◆ **GIVEN DATA**
--- Start ---
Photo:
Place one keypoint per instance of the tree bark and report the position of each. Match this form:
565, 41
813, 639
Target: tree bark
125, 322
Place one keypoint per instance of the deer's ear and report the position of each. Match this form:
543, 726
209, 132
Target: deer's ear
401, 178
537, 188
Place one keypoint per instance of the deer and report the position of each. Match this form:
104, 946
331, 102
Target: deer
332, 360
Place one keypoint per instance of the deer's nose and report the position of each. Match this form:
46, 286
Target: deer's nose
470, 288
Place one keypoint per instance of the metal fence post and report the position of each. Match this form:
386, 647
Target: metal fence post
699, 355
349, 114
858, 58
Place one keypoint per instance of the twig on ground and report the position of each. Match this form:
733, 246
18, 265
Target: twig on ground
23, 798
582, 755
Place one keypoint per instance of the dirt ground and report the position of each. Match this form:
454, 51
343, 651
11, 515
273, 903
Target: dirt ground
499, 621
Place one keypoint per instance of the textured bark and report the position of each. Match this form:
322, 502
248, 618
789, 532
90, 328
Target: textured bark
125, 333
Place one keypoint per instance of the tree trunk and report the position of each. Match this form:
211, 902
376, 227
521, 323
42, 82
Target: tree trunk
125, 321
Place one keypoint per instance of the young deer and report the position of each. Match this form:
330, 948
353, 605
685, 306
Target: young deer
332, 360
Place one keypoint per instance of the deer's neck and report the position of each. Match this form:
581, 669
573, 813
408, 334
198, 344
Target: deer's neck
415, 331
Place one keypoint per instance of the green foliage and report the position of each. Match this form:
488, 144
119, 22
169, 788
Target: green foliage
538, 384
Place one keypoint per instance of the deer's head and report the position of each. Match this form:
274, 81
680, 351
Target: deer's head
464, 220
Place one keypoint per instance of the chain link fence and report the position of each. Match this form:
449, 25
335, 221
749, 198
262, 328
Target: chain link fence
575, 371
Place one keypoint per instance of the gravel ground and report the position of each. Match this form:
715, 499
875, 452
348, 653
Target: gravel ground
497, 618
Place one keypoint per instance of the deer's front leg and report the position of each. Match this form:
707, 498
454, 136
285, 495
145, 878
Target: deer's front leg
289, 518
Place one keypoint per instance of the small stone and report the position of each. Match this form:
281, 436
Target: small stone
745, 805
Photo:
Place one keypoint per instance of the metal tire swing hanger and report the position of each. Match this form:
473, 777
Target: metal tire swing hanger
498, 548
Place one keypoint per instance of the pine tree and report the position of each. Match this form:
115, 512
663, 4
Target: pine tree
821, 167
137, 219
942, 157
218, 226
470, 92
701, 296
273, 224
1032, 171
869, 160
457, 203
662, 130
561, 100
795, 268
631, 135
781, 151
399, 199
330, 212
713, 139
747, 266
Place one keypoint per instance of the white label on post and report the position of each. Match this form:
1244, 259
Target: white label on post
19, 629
--- End ---
◆ **AIM OF THE EXERCISE**
Return all the data above once more, precisely as given.

◆ **REPLY**
Photo:
Place one keypoint per instance of the tree bark and report the position of each. Match this form:
565, 41
813, 639
Target: tree bark
125, 322
Place one keypoint per instance of the deer's ear and report the position of each. Match this form:
543, 726
209, 132
Target: deer's ear
401, 178
537, 188
Place one keypoint per instance of the deer and report the position of each. Match this form:
104, 946
331, 102
Target: deer
332, 360
Place one keypoint per instance of the deer's nose and report the position of each. Match this form:
46, 286
Target: deer's nose
470, 288
Place one keypoint per instance of the metal fence post and report the position of each. Match this form:
386, 647
Target: metal fence post
699, 355
349, 114
858, 58
Place one keypoint per instance of the twig on ground and report the position of each. Match this form:
733, 246
18, 265
Target: twig on ground
23, 798
582, 755
Place one keypoint per instance of the dirt ground and report the position of each. Match this form:
454, 51
343, 651
11, 515
273, 903
Target: dirt ground
499, 621
Place one keypoint per instance of the textured bark and report the position of each. Match this form:
322, 502
248, 618
789, 532
90, 328
Target: textured bark
125, 333
Place one keypoint per instance of the tree trunk and report the position of each. Match this form:
211, 902
376, 227
521, 323
42, 82
Target: tree trunk
125, 321
Place one keypoint per instance of the young deer and report the position of each. Match this form:
330, 948
353, 605
685, 306
Target: young deer
332, 360
Place one keypoint per instance of the deer's neck and report the position of each. Match this form:
581, 669
573, 813
408, 334
198, 344
Target: deer's neck
415, 331
Place one keypoint per instance of the green foliage and report the position of each. Match this form:
488, 144
119, 22
169, 788
Target: green foliage
538, 384
Place one keypoint per instance of the deer's head and report the position of each. Match this form:
274, 81
680, 351
Target: deer's head
464, 220
Place one keypoint per instance of the chain link fence and report the position of each. Match this form:
449, 25
335, 221
749, 198
262, 328
Target: chain link fence
575, 371
Place one keypoint per instance of the gravel ground and report the position of each. Match this form:
715, 499
875, 452
348, 653
Target: gravel ground
497, 618
Place one keypoint per instance of the deer's front leg and report the position of each. Match this form:
707, 498
454, 136
285, 495
145, 878
Target: deer's front leg
289, 518
Place one keypoint per instance of the small stone and report the position of each. Match this form:
281, 436
Target: small stone
745, 805
Photo:
Place one keypoint per instance of the metal tire swing hanger and report the position of each. Match this form:
473, 777
Target: metal tire swing hanger
498, 548
Place one keypoint per instance of the pine tree and report the position of each. Match this form:
115, 512
663, 4
Target: pine tree
821, 167
137, 219
942, 157
218, 226
470, 92
701, 296
273, 224
1032, 171
869, 160
457, 203
662, 130
561, 100
795, 268
631, 135
781, 151
399, 199
330, 212
713, 139
747, 266
Place one keypoint per instance of the white label on post and report the position of each. Match this form:
1244, 259
Target: white label on post
19, 629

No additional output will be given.